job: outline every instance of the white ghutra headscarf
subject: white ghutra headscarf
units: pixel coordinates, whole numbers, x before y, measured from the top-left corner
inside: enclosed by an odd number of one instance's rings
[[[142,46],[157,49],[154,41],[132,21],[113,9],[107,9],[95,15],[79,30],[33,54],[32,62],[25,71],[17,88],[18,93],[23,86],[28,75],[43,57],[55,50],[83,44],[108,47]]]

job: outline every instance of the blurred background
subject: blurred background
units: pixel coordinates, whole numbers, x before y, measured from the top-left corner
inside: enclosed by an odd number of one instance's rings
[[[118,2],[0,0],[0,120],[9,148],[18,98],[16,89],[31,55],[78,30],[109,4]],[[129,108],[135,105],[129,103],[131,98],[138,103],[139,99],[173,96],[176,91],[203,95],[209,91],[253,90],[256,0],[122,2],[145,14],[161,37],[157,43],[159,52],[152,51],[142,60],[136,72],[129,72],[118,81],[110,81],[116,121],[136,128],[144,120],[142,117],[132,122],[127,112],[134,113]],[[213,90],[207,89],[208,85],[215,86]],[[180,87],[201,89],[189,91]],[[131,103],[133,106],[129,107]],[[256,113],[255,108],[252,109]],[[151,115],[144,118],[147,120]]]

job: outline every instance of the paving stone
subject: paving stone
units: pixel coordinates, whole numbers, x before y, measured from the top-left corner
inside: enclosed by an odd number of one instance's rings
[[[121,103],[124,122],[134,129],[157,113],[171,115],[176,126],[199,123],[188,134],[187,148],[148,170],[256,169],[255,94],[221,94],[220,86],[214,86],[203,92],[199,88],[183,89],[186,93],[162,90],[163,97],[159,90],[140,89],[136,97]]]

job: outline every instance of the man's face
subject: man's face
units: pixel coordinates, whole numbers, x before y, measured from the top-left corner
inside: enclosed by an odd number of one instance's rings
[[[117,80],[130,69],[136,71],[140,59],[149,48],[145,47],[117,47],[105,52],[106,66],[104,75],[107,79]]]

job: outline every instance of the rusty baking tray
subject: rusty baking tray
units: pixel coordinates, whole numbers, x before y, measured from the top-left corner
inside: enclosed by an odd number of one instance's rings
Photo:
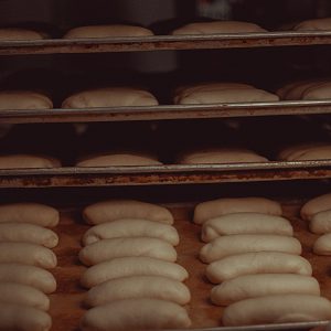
======
Problem to work on | Count the lines of the data above that contain the word "ghutra", treating uppercase and lowercase as different, and reply with that number alone.

The solution | 2